Give the rows below as a two-column CSV with the header names instruction and boxes, one CSV line per row. Put each row's text and its answer in a single quoted field, with any line breaks replaced by spaces.

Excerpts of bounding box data

━━━━━━

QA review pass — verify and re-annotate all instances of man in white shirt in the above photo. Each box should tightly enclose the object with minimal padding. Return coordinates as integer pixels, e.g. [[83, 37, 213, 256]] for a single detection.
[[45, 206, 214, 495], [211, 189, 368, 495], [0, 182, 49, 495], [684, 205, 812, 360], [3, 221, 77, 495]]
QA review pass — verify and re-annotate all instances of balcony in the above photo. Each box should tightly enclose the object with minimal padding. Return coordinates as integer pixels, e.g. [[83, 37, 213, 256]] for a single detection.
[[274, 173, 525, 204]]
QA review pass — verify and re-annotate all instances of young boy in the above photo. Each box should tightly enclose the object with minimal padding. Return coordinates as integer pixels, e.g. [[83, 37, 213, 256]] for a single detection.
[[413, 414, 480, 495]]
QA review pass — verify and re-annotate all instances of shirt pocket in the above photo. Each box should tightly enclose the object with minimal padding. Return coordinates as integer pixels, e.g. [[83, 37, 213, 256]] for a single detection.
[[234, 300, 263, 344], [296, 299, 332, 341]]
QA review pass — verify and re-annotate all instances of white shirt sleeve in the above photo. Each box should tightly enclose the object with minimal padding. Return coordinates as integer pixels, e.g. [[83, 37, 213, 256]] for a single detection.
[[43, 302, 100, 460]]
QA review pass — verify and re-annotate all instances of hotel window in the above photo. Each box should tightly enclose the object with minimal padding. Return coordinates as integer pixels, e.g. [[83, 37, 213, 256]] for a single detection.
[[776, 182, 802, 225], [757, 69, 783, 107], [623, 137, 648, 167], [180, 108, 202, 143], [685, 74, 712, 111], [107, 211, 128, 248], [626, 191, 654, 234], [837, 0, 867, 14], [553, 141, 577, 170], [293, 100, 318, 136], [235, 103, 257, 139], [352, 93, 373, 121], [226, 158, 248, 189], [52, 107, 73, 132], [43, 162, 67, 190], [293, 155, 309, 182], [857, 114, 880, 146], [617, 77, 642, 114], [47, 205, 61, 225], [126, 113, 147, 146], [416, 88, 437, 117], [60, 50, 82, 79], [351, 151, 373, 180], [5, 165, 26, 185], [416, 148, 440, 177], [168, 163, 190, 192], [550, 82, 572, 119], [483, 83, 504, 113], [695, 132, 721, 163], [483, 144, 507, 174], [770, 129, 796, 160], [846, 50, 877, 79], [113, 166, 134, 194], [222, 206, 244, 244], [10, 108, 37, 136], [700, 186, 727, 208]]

━━━━━━

Task response –
instruction,boxes
"QA review pass — verify and re-annotate all instances of man in white shirt in the above photo. Each box should tightly enclose the object with minimal padding. Return coordinates as integer pixels, e.g. [[83, 37, 213, 256]] for a single detection.","[[45, 206, 214, 495], [211, 189, 368, 495], [0, 182, 49, 495], [684, 205, 812, 360], [3, 221, 77, 495]]"
"QA review pass — verify and re-annotate all instances of balcony in the above photo. Each box should tightly enclose the object with minimal padding. Return coordinates as integer pixels, e.g. [[83, 37, 213, 256]] for a single detection.","[[274, 173, 525, 204]]"
"QA review pass — verify and re-annotate all instances of young boy in the above photo. Each box should tightly enclose the object with minimal padding. Return coordinates as integer pixels, e.g. [[83, 37, 213, 256]] for a single detection.","[[413, 414, 480, 495]]"
"QA review pass — verify and re-annotate all instances of shirt pocket in the above photo. Each box should tightly enclose the object with minimal padding. Return coordinates as integer pixels, e.g. [[83, 37, 213, 256]] for a single detection.","[[234, 300, 263, 344], [296, 299, 332, 341]]"
"QA review pass — verify and re-annotate all instances of white shirt sleeve in the above photo. Each box should tightly enclose the object with minimal padding. Return coordinates as integer pixels, e.g. [[83, 37, 213, 256]] for a single detection.","[[43, 302, 100, 460]]"
"QA review pass — verify and re-annotate all instances of hotel window in the above photo. Each box should tightly enclose the object with minimal padding. Return coordinates as integer pixels, e.g. [[83, 37, 213, 256]] for a single detection.","[[776, 182, 802, 225], [757, 69, 783, 107], [623, 137, 648, 167], [180, 108, 202, 143], [685, 74, 712, 111], [107, 211, 128, 248], [626, 191, 654, 234], [837, 0, 867, 14], [553, 141, 577, 170], [293, 100, 318, 136], [235, 103, 257, 139], [352, 93, 373, 121], [226, 158, 248, 189], [52, 107, 73, 132], [43, 162, 67, 190], [293, 155, 309, 182], [857, 114, 880, 146], [617, 77, 642, 114], [47, 205, 61, 225], [126, 113, 147, 146], [416, 88, 437, 117], [60, 50, 82, 79], [351, 151, 373, 180], [5, 165, 26, 185], [416, 148, 440, 177], [168, 163, 190, 192], [550, 82, 572, 119], [483, 83, 504, 113], [695, 132, 721, 163], [483, 144, 507, 174], [770, 129, 796, 160], [846, 50, 877, 79], [113, 166, 134, 194], [222, 206, 244, 244], [10, 108, 37, 136], [700, 186, 727, 208]]"